Passage given ▸
>> START

Excavating Heroism: 

Warplanes dug up in Germany are yielding new clues about the last moments of Canadian airmen

By Steven Edwards   

The heroism of Canadian and other Second World War airmen is being rediscovered through excavations of Allied and German warplanes shot down over Germany.

Spearheading the drive is a father of four whose newest project targets a Lancaster bomber near Darmstadt that carried two Royal Canadian Air Force members from Toronto.

The extraordinary work of Uwe Benkel, 43, began in 1989 with the excavation of an RCAF Wellington bomber of 431 Squadron -- today the number of Canada's Snowbirds.

While 1940s "scrap hunters" removed bigger surface wreckage, huge quantities remain buried and Mr. Benkel's excavations are yielding new clues to the airmen's last terrifying moments.

"It's so emotional to imagine what our airmen went through, but the more you can find out the better," said Ron Costen, a Grimsby, Ont., resident and relative of one of five Canadians aboard an RAF Halifax heavy bomber Mr. Benkel also plans to unearth.

A shortage of RCAF squadrons meant hundreds of Canadians flew with the Royal Air Force.

They included Pilot Officer Stephen Simm, a navigator, and Pilot Officer Edward Kisilowsky, a rear gunner, aboard the Lancaster -- the most successful bomber used by both air forces during the war -- that Mr. Benkel seeks for his 83rd recovery.

Digging was set to start last September, but the landowner suddenly denied access to Mr. Benkel and a partner for this project, U.S. army Sgt. Danny Keay.

>> END

Stated goal 1 ▸
Convert the lines of the listing, from the line containing "of the gravel" up to and including the final line of the listing, into a JSON list of strings with one string per line, leaving out blank lines.
The warplane excavation article and the listing that follows it come from separate sources.

Records for processing ▸
>> START

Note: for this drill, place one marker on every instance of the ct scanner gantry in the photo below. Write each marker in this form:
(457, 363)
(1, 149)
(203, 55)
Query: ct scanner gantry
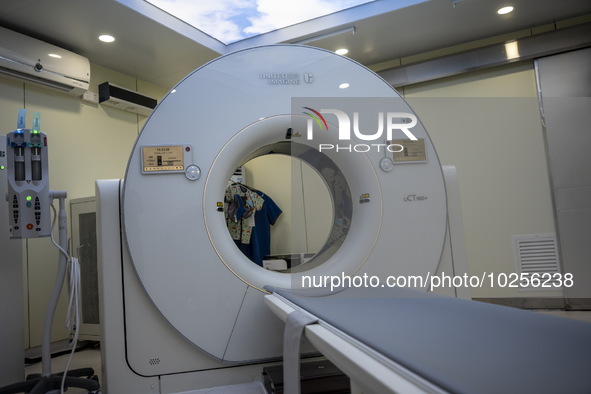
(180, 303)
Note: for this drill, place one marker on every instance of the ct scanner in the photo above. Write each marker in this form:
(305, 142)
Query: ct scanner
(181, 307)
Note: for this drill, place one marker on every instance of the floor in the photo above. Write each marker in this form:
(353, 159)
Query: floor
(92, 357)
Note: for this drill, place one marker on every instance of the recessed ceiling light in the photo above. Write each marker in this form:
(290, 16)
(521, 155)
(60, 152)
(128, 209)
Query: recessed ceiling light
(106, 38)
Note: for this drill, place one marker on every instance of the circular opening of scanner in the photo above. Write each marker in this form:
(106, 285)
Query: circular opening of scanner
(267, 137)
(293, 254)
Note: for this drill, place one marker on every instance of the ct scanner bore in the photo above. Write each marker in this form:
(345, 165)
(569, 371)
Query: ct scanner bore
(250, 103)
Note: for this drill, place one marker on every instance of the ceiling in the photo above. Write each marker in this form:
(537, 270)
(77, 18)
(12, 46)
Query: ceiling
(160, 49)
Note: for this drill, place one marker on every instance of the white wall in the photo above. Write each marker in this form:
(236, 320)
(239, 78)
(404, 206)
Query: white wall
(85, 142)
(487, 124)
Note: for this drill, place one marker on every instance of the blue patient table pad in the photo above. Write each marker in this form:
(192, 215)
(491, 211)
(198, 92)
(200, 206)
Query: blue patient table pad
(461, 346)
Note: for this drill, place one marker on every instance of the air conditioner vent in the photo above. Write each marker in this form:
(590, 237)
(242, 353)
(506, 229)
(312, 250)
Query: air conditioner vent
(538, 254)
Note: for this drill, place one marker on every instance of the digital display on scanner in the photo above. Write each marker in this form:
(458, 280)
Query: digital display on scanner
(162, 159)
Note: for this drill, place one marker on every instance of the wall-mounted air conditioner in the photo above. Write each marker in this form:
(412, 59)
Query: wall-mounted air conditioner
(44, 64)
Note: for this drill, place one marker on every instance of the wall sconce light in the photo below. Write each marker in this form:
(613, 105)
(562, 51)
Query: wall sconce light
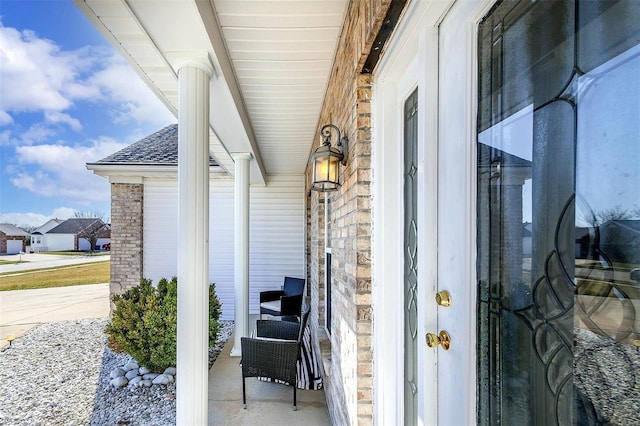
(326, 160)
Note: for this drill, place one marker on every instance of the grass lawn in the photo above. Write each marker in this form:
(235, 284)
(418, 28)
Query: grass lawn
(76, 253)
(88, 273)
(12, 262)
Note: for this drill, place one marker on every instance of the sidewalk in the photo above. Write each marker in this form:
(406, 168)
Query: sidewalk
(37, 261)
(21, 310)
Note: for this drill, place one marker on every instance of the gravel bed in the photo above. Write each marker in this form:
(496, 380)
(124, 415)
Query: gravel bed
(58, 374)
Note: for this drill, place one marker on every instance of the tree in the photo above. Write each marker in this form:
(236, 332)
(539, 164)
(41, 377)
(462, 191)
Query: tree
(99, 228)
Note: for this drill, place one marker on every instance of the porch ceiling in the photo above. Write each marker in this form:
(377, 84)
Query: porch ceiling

>> END

Stated goal 2 ▸
Go on with the warplane excavation article from the point where it stops.

Expected output 1 ▸
[
  "Note: for this drill, place one marker on every instance of the gravel bed in the photo above. Write each marker in this form:",
  "(496, 380)",
  "(124, 415)",
  "Query: gravel bed",
  "(58, 374)",
  "Note: for this drill, place one marker on every instance of the tree in the photo above. Write each marker in this form:",
  "(236, 332)",
  "(539, 164)",
  "(41, 377)",
  "(462, 191)",
  "Query: tree",
  "(99, 228)",
  "Note: for this drill, place one marker on every instance of the porch ceiling in the photo above. Write each marker in this form:",
  "(377, 84)",
  "Query: porch ceiling"
]

Expected output 2 ▸
"The farmer said it has been buried for 60 years so it can stay there," Mr. Benkel said from his home in Heltersberg, Germany, near the French border.

Benkel
"He's also asked us for 5,000 euros ($6,800), saying they're poor."

A German Messerschmitt night fighter probably brought down the massive bomber on Aug. 26, 1944, about 15 kilometres from its target, Darmstadt. Some accounts say it tried to crash land.

RAF records say the airmen's remains were exhumed after the war from a "communal grave without coffins" near the wreckage, and are now in Bad Tolz British Military Cemetery in Durnbach, Germany.

But Mr. Benkel says a different scenario emerged after fellow plane hunter Kurat Langer rediscovered the wreck three years ago.

"He heard from a wartime witness the farmers and police retrieved only parts of bodies from around the plane and nothing from inside," Mr. Benkel said.

"He also visited the field when the farmer was planting, and found aluminum pieces, fragments of the bomb load, and bone he thinks are from the crewmen.

Remains of three crewmen could still be in the field. Records show Pilot Officer Kisilowsky's identity tag enabled identification of his body, but there had been no identification of Pilot Officer Simm's remains by 1948, when officials told his next-of-kin that graves for unidentified crew members would be "registered collectively."
Lancaster bomber

"We just want to give these guys a proper burial," said Mr. Benkel, who has recovered the remains of 28 airmen.

He responded to the farmer's threats of legal action by telling German authorities a "cookie" -- an 1,800 kilogram "blockbuster" bomb used to blow apart roofs for incendiary bomb penetration -- may still be among the buried wreckage.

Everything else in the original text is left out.